Pointing dataset records:
========

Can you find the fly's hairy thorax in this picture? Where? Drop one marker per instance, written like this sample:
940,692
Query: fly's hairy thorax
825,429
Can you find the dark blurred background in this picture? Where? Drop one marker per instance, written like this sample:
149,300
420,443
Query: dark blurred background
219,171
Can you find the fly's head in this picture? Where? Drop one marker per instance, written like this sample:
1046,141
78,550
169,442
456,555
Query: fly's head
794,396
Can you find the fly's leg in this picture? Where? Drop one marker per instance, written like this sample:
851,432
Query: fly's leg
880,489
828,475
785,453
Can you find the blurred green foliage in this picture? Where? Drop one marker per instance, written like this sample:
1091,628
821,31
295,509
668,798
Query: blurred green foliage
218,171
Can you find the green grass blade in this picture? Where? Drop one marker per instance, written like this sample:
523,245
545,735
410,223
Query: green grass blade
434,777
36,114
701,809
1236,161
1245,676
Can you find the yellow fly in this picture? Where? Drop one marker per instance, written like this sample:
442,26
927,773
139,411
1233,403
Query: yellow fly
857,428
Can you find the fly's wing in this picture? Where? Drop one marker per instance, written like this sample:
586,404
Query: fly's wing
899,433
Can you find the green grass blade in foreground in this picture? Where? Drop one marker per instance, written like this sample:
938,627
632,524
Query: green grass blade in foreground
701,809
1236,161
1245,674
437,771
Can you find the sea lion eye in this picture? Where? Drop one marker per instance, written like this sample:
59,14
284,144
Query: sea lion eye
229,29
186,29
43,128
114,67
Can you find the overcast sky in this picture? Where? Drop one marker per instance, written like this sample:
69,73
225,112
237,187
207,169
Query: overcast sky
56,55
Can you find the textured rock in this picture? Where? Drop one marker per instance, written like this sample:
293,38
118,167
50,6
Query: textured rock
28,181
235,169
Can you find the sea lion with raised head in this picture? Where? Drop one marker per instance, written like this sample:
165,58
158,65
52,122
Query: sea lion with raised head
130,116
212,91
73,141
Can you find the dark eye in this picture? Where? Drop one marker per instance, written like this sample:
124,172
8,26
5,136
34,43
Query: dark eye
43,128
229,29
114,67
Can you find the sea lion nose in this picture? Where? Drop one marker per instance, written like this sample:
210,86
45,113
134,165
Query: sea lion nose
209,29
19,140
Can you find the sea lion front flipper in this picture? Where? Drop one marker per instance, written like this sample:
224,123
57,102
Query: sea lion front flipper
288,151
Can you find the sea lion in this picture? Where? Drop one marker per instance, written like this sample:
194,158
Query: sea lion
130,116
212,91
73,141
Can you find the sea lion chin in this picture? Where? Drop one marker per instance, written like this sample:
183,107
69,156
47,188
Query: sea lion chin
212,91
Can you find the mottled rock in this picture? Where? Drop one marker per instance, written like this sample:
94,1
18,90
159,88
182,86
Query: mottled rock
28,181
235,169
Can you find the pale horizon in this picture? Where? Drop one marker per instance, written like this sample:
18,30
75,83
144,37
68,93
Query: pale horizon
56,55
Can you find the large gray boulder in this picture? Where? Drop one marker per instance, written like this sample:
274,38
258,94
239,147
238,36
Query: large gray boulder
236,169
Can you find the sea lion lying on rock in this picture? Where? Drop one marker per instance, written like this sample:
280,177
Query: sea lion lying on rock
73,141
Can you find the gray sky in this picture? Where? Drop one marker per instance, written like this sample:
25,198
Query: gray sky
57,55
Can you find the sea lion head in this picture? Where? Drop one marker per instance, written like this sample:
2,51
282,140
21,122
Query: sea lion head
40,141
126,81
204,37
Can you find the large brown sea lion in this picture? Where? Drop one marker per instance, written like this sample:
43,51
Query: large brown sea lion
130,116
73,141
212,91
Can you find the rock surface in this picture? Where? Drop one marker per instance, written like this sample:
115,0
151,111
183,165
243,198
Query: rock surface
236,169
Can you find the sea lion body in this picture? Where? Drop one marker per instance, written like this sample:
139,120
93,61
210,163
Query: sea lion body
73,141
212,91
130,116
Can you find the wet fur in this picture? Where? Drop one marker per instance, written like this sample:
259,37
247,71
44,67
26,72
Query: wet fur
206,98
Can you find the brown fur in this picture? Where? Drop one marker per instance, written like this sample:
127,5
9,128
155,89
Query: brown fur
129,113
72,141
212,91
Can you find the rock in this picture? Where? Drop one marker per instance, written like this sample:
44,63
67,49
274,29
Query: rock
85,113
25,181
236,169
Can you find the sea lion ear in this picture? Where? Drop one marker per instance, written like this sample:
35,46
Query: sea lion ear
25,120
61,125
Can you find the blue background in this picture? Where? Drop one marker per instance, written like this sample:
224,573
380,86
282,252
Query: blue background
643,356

========

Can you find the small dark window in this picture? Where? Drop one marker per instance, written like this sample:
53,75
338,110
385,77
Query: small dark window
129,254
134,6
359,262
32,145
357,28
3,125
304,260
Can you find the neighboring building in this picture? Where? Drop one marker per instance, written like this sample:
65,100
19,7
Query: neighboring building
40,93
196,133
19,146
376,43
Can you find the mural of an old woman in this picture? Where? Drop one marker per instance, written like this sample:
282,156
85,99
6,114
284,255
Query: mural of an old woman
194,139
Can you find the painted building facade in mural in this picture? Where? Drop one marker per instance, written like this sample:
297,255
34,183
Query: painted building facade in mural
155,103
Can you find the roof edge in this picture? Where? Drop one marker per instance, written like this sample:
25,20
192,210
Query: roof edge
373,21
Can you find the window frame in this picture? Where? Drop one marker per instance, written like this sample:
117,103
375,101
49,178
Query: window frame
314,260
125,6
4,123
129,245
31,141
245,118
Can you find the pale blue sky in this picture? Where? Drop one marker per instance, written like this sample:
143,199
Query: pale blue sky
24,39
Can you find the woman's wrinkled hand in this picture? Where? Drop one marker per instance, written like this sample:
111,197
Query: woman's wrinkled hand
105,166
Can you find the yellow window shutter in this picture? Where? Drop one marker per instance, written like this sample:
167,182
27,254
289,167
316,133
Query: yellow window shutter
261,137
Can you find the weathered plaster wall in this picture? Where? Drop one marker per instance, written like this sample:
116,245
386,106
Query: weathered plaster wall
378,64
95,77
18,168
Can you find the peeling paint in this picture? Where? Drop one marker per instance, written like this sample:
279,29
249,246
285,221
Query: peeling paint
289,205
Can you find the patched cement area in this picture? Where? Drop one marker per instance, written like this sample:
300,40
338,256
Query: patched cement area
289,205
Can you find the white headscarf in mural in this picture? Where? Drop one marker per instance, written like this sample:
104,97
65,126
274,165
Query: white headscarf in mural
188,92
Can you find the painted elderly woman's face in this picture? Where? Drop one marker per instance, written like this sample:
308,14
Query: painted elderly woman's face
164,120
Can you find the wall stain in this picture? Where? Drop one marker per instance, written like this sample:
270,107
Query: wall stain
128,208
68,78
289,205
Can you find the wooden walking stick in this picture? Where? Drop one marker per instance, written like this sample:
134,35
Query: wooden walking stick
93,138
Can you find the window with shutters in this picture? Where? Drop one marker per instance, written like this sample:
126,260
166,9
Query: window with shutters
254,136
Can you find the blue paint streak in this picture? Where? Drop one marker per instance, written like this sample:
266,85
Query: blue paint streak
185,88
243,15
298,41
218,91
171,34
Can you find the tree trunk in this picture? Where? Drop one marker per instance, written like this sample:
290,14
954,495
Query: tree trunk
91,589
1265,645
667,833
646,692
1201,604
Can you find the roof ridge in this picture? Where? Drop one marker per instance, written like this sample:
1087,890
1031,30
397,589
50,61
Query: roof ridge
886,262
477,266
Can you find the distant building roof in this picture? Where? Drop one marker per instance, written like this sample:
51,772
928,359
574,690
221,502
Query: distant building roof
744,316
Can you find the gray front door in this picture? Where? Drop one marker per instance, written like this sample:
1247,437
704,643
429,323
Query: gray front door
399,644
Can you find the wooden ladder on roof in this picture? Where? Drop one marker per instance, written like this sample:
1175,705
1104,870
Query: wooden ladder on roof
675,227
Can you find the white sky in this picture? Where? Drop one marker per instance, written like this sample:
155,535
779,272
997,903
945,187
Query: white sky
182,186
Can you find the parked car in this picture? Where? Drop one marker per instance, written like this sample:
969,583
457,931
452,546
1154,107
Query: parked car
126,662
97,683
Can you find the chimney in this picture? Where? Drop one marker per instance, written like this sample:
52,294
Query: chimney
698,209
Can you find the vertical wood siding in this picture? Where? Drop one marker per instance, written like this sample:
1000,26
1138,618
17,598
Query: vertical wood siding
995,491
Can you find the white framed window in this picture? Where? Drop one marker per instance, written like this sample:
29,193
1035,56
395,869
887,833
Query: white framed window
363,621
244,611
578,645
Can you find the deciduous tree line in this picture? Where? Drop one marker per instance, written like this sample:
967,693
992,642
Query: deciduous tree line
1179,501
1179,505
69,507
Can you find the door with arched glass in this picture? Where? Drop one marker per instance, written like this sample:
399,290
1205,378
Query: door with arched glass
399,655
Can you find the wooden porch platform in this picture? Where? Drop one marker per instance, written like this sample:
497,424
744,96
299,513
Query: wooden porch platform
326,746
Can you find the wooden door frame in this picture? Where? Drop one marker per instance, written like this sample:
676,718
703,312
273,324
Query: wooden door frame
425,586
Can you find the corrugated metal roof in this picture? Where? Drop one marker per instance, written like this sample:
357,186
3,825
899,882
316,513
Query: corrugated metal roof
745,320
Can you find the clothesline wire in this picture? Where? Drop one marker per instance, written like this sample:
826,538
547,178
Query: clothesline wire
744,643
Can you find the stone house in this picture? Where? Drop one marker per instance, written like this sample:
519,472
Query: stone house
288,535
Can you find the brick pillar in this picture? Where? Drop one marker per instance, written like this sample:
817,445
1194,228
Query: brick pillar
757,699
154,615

========

## Instructions for the task
Pick out every line in the entries above that contains the word "stick", and copy each of those lines.

## Task answer
Can you find the wooden walking stick in this picture? Where? Drop one marker per instance, written like this sample:
Query: wooden walking stick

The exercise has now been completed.